**Description of the task**
Rewrite the records from the line containing "pair like [780,479]." up to and including the last line, keeping the requests unchanged. Multiply every coordinate in the answers by 1.85 and round to whole numbers, with halves rounded up.

**Exercise data**
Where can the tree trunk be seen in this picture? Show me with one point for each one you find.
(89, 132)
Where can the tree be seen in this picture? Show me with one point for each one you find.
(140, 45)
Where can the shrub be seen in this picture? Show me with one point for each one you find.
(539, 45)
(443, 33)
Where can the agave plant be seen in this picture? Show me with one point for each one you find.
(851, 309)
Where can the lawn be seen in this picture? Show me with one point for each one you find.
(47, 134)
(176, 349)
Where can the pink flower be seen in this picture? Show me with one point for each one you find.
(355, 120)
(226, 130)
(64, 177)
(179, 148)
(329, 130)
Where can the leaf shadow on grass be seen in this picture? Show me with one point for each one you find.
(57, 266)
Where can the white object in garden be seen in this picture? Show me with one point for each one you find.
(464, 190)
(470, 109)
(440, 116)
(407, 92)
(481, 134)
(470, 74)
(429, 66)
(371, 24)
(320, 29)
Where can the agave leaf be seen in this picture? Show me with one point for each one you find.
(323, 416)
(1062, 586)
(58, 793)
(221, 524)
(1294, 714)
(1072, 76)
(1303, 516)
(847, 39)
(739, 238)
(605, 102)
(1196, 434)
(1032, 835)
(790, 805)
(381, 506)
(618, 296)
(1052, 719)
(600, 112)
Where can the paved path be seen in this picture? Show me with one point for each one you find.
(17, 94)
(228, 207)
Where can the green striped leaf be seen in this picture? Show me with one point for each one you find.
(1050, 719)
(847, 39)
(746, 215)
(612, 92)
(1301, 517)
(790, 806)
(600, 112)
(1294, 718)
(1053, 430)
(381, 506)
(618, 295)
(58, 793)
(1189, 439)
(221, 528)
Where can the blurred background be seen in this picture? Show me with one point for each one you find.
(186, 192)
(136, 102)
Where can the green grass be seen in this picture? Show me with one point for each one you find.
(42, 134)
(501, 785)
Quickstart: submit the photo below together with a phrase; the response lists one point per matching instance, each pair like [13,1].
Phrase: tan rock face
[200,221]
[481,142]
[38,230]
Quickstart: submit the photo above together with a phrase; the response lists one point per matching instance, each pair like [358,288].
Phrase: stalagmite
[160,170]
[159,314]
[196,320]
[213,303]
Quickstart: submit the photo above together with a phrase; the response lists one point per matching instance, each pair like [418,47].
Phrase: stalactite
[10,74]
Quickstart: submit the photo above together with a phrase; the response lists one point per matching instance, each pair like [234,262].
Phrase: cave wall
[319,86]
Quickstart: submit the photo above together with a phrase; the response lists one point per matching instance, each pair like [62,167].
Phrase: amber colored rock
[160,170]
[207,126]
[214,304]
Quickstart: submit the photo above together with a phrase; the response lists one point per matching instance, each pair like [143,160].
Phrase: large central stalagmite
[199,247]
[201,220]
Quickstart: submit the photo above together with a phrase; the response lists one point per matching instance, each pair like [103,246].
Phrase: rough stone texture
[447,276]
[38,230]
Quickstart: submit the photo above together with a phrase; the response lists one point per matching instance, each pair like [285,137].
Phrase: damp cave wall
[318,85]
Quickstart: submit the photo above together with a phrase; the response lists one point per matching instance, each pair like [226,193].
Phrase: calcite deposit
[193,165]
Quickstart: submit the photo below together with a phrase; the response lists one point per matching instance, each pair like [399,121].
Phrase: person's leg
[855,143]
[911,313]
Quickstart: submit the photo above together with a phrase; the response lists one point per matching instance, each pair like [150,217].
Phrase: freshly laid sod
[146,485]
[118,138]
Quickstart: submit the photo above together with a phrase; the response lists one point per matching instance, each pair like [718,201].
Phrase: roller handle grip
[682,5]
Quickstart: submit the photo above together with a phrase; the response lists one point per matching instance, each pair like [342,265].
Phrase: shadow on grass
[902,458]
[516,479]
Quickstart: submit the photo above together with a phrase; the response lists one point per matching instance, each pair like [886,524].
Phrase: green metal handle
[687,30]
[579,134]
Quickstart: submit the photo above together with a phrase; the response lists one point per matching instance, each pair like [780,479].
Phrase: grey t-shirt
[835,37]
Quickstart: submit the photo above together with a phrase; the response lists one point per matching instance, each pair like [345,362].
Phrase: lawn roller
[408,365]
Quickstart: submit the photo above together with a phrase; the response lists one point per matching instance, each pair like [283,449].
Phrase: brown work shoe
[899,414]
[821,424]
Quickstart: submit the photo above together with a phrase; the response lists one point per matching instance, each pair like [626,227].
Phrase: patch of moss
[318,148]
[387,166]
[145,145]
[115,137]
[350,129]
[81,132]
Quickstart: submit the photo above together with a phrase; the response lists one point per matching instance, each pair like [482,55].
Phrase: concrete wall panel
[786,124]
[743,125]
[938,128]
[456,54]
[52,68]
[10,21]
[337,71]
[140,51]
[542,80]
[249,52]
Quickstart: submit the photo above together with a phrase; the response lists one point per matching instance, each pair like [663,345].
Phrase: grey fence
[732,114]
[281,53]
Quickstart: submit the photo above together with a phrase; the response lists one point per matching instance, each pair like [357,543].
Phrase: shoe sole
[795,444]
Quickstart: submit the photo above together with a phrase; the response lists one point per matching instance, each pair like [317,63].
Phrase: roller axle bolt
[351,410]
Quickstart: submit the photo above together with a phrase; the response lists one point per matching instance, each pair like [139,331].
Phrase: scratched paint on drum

**Solution**
Quickstart: submit the photo above together with a phrase; the response lists one point per matching instance, each pair like [780,479].
Phrase: grey t-shirt
[1545,68]
Quickstart: submit the photo above together with a phrase; the response lists one point per matching instance, each pair like [345,362].
Phrase: lawn roller
[755,675]
Quickstart: submit the photo above together with a phrase; the response lists one point per matching instance, each pair like [283,449].
Phrase: brown work shoe
[1663,766]
[1519,784]
Quickstart: submit the photo above together with a phrase; the response lists one point per matching instance, each pair like [626,227].
Phrase: patch of moss
[588,274]
[716,307]
[268,268]
[213,253]
[648,239]
[150,244]
Quickstart: submit the photo above together with a phrase; the response lists one point per matching instance, each pair like [482,55].
Phrase: concrete wall panel
[1454,229]
[1375,231]
[1735,237]
[844,100]
[96,126]
[19,39]
[623,131]
[259,94]
[1003,148]
[461,96]
Quickstart: submit the photo above together with a phrase; the response lists one point per matching instance, each pair like [663,345].
Phrase: grey fence
[1354,211]
[520,98]
Quickstart: submit the photo above together with a phrase; the response lists one point per matching instance, each pair like [357,543].
Phrase: shoe sole
[1471,821]
Quickstart: submit the photo above together with a phrase; the response lists one point per matching instance, each pair like [317,63].
Phrase: roller axle bolt
[649,759]
Quickstart: submit the photo above together with a phrase; the response lists one point per matching instance, each pair like [139,331].
Phrase: scratched paint on drum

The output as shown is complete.